──────── RECORDS FOR THE EXERCISE
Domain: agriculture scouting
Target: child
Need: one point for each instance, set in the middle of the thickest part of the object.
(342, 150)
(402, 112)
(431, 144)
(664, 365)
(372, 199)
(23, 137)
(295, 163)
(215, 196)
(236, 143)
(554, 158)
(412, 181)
────────────────
Your task is to repeat every entry above exactly.

*RESULT OF THIS TASK*:
Domain: agriculture scouting
Target: child
Need: one point for each instance, set in the middle of the thickest part of the object.
(342, 150)
(402, 112)
(431, 144)
(664, 365)
(372, 199)
(23, 137)
(295, 163)
(215, 196)
(236, 143)
(554, 158)
(412, 181)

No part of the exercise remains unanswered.